* _GIVEN DATA_
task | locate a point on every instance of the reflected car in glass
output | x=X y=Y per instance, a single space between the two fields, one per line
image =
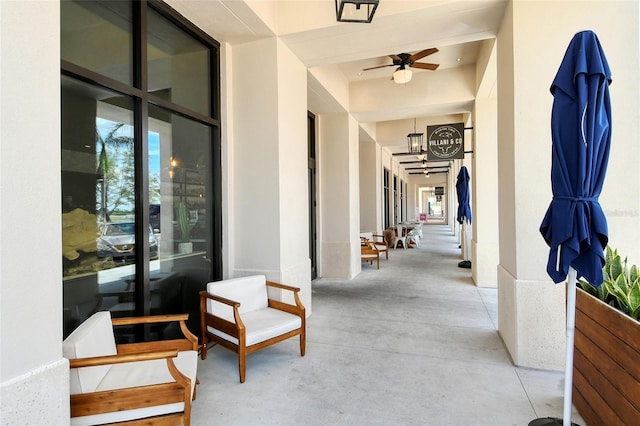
x=117 y=241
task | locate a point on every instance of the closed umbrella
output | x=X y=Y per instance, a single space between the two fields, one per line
x=575 y=227
x=464 y=211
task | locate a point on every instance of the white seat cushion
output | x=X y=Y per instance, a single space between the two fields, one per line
x=140 y=374
x=262 y=325
x=250 y=292
x=94 y=337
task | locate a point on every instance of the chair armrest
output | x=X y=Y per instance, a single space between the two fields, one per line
x=224 y=300
x=132 y=396
x=379 y=239
x=190 y=341
x=207 y=318
x=297 y=309
x=120 y=359
x=283 y=286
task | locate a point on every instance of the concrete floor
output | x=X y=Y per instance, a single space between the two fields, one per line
x=414 y=343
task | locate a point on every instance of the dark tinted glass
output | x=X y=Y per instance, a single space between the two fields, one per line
x=179 y=65
x=98 y=230
x=97 y=36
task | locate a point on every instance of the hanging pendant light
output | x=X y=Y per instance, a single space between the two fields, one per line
x=414 y=140
x=355 y=10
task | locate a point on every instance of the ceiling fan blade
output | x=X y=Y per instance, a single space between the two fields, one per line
x=373 y=68
x=423 y=53
x=423 y=66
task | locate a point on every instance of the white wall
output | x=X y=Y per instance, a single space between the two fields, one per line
x=33 y=375
x=369 y=184
x=268 y=190
x=339 y=192
x=484 y=182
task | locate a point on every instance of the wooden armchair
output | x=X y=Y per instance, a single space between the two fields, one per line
x=238 y=314
x=369 y=252
x=132 y=383
x=378 y=241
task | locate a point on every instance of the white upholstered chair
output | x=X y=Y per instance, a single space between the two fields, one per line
x=378 y=242
x=132 y=383
x=239 y=315
x=413 y=237
x=400 y=238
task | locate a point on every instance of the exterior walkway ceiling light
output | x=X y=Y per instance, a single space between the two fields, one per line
x=355 y=10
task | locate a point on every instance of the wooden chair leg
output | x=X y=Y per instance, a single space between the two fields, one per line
x=242 y=364
x=203 y=349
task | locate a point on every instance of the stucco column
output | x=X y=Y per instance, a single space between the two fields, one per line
x=484 y=186
x=370 y=184
x=268 y=192
x=339 y=194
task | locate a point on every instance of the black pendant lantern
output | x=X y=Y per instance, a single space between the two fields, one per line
x=414 y=140
x=355 y=10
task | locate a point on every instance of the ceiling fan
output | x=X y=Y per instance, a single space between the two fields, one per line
x=407 y=60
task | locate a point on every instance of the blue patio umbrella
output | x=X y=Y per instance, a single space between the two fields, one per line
x=575 y=227
x=464 y=210
x=462 y=189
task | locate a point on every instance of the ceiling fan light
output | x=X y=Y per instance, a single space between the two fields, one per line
x=402 y=76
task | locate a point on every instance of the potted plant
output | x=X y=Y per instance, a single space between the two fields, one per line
x=182 y=218
x=606 y=371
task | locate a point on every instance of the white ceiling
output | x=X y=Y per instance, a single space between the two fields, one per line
x=309 y=28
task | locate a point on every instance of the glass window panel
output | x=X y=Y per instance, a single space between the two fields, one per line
x=98 y=231
x=180 y=182
x=97 y=36
x=179 y=65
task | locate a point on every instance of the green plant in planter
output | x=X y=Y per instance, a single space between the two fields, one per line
x=183 y=222
x=621 y=286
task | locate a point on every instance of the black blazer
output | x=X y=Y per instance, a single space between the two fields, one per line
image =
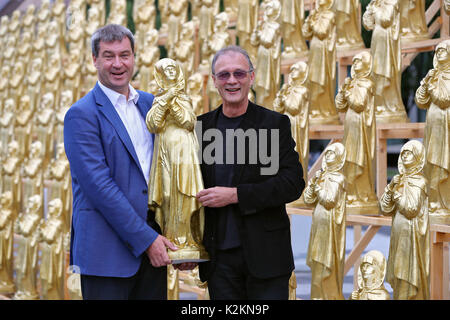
x=263 y=223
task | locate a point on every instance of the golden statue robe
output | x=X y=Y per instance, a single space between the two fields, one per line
x=268 y=61
x=7 y=219
x=320 y=29
x=348 y=27
x=413 y=25
x=53 y=253
x=326 y=248
x=434 y=95
x=356 y=99
x=247 y=21
x=292 y=18
x=382 y=16
x=371 y=274
x=175 y=176
x=406 y=200
x=27 y=228
x=293 y=100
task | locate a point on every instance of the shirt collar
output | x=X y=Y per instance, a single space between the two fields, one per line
x=113 y=96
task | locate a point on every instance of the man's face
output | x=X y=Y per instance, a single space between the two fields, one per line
x=115 y=64
x=232 y=90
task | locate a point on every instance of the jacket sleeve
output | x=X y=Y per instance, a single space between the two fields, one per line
x=285 y=186
x=89 y=167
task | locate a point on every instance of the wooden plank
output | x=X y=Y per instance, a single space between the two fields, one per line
x=358 y=249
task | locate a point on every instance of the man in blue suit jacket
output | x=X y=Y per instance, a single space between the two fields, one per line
x=114 y=243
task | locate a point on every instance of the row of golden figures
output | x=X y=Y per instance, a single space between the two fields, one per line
x=405 y=199
x=49 y=48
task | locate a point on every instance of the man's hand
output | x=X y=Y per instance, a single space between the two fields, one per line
x=185 y=266
x=157 y=252
x=217 y=197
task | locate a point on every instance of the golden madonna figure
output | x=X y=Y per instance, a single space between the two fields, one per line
x=10 y=176
x=292 y=18
x=356 y=98
x=26 y=265
x=326 y=248
x=293 y=100
x=175 y=176
x=413 y=25
x=348 y=27
x=371 y=273
x=268 y=62
x=434 y=95
x=382 y=16
x=53 y=253
x=320 y=29
x=7 y=219
x=405 y=199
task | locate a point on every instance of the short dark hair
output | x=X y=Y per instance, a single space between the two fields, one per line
x=110 y=33
x=231 y=49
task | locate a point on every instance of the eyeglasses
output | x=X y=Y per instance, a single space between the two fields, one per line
x=238 y=75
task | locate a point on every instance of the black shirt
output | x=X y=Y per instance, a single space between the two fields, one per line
x=227 y=235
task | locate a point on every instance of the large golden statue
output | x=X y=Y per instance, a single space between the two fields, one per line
x=405 y=199
x=58 y=176
x=356 y=98
x=247 y=22
x=382 y=16
x=7 y=219
x=52 y=233
x=326 y=248
x=371 y=273
x=320 y=29
x=434 y=95
x=44 y=126
x=292 y=18
x=293 y=100
x=268 y=62
x=32 y=174
x=194 y=89
x=26 y=263
x=348 y=26
x=183 y=52
x=11 y=177
x=175 y=174
x=413 y=25
x=219 y=39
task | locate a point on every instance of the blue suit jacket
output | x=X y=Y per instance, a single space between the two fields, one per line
x=109 y=228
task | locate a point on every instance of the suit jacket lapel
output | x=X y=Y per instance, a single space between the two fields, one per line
x=106 y=107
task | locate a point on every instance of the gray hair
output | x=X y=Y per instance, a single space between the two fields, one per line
x=231 y=49
x=110 y=33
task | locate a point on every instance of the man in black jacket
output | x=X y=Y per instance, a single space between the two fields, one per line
x=250 y=171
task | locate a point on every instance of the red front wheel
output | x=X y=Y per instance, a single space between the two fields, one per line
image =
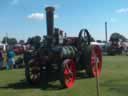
x=68 y=73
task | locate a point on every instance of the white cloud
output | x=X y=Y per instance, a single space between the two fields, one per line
x=36 y=16
x=122 y=10
x=39 y=16
x=14 y=2
x=113 y=20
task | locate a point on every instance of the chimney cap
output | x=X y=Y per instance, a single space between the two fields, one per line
x=49 y=8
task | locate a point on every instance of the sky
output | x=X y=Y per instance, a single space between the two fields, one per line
x=26 y=18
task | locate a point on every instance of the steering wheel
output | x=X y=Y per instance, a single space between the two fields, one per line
x=84 y=36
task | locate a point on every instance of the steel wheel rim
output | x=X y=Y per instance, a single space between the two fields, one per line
x=69 y=73
x=96 y=58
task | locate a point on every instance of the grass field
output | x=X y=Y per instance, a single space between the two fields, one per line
x=113 y=82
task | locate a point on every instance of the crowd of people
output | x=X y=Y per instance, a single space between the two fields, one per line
x=7 y=59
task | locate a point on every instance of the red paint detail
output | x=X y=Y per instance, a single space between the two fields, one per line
x=96 y=54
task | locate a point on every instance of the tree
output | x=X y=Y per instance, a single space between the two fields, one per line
x=21 y=42
x=10 y=41
x=34 y=41
x=116 y=37
x=5 y=40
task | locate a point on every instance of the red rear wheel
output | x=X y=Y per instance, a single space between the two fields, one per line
x=68 y=73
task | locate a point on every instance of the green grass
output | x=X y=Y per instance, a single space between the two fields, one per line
x=113 y=82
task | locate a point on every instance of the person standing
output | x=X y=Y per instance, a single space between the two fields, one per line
x=10 y=59
x=1 y=59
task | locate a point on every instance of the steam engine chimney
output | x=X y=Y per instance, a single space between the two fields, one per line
x=50 y=22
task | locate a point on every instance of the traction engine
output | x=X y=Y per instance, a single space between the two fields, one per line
x=60 y=57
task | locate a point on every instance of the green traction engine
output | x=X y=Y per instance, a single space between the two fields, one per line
x=60 y=57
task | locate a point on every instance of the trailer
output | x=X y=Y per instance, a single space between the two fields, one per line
x=60 y=57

* _WHAT IS NEEDED_
Using the material, find how many lines hold the word "black". Give the number by itself.

* _TASK ANSWER_
4